* WORK TO DO *
Please print every record below exactly as it appears.
>> Begin RECORDS FOR THE EXERCISE
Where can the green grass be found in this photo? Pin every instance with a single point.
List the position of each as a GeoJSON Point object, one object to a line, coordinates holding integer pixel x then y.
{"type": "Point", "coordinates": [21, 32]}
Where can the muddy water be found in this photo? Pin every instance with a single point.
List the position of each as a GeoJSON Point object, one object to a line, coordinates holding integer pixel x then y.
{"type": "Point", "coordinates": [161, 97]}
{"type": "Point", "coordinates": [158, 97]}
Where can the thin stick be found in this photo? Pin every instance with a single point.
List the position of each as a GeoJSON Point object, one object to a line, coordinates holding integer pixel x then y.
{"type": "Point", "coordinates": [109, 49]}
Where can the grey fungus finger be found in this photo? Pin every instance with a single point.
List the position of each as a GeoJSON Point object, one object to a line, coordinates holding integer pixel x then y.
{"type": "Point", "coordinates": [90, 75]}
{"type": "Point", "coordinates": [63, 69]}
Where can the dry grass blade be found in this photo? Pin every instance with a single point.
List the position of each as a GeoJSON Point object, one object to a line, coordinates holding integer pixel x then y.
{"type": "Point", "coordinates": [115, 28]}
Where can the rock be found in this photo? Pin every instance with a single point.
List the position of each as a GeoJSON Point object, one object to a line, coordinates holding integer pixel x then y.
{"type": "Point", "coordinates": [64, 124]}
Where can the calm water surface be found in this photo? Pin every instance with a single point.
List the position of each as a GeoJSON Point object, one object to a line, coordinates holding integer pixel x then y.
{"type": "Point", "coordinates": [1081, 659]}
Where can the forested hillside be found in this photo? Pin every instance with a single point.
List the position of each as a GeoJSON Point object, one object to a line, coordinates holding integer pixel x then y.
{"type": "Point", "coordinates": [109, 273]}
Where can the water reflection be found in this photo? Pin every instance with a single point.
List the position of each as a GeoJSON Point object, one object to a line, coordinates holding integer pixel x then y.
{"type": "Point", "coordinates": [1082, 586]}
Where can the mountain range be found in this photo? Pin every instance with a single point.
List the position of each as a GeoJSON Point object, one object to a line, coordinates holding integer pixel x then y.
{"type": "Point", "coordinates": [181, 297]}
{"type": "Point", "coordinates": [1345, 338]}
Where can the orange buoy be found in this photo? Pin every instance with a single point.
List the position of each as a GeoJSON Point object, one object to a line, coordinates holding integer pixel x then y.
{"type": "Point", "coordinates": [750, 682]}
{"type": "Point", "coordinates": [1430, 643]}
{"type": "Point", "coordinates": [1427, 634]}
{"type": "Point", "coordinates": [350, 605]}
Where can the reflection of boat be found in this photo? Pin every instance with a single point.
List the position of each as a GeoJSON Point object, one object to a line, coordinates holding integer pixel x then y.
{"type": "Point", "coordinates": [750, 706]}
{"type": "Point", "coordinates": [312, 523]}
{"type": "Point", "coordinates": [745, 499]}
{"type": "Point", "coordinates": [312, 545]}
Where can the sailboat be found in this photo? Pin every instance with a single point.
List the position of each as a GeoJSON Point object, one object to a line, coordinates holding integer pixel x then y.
>> End RECORDS FOR THE EXERCISE
* OUTPUT *
Where can the green grass be found in this photo? Pin every instance with a single point.
List the position of each as a GeoJSON Point object, one object to a line, coordinates holding integer pixel x then y.
{"type": "Point", "coordinates": [21, 32]}
Where can the muddy water be found in this photo? Pin every instance with a single point.
List the position of each as a GeoJSON Point object, one object to a line, coordinates holding integer pixel x then y.
{"type": "Point", "coordinates": [161, 97]}
{"type": "Point", "coordinates": [158, 97]}
Where can the thin stick be found in this photo? Pin every instance with a single point.
List the position of each as a GeoJSON Point object, one object to a line, coordinates holding integer pixel x then y.
{"type": "Point", "coordinates": [109, 49]}
Where can the grey fungus finger be found in this photo? Pin every instance with a single point.
List the position of each as a GeoJSON Point object, one object to a line, coordinates holding integer pixel x then y.
{"type": "Point", "coordinates": [90, 75]}
{"type": "Point", "coordinates": [63, 69]}
Where can the dry grass blade be found in this photo? Pin every instance with a single point.
List the position of each as a GeoJSON Point object, one object to a line, coordinates holding integer pixel x then y.
{"type": "Point", "coordinates": [115, 28]}
Where can the rock be found in this photo? Pin every instance with a single point.
List the position of each as a GeoJSON Point object, one object to a line, coordinates holding integer pixel x then y.
{"type": "Point", "coordinates": [64, 124]}
Where can the calm water surface be found in this photo? Pin every instance with a single point.
List the position of each as a GeoJSON Point object, one object to a line, coordinates holding integer pixel x then y.
{"type": "Point", "coordinates": [1081, 659]}
Where can the forested hillside be found in this photo? Pin every instance with a single point.
List the position of each as a GeoJSON Point object, one object to a line, coordinates holding integer pixel x then y.
{"type": "Point", "coordinates": [109, 273]}
Where can the water reflection be found in this photo? Pin every instance with a single point.
List the position of each as a GeoJSON Point object, one object to a line, coordinates holding integer pixel x then y.
{"type": "Point", "coordinates": [1082, 586]}
Where can the mountain range be found in this photo? Pin every instance with a single point.
List the position of each as a GeoJSON Point object, one object to a line, coordinates holding integer pixel x then y.
{"type": "Point", "coordinates": [181, 297]}
{"type": "Point", "coordinates": [1345, 338]}
Where can the orange buoy be found in this photo? Pin every instance with a single point.
List the position of each as a GeoJSON Point object, one object to a line, coordinates holding integer pixel x then y.
{"type": "Point", "coordinates": [750, 682]}
{"type": "Point", "coordinates": [1430, 643]}
{"type": "Point", "coordinates": [1427, 634]}
{"type": "Point", "coordinates": [350, 605]}
Where can the reflection of boat be found in this photo? Pin every instance with a single point.
List the position of each as a GeoJSON Point object, one object to a line, coordinates holding integer pixel x then y.
{"type": "Point", "coordinates": [750, 706]}
{"type": "Point", "coordinates": [312, 523]}
{"type": "Point", "coordinates": [745, 499]}
{"type": "Point", "coordinates": [312, 545]}
Where can the sailboat be found in this photo? Pin every instance with a single point.
List the position of each as a GeoJSON Point object, one object to a line, coordinates holding integer pixel x then y.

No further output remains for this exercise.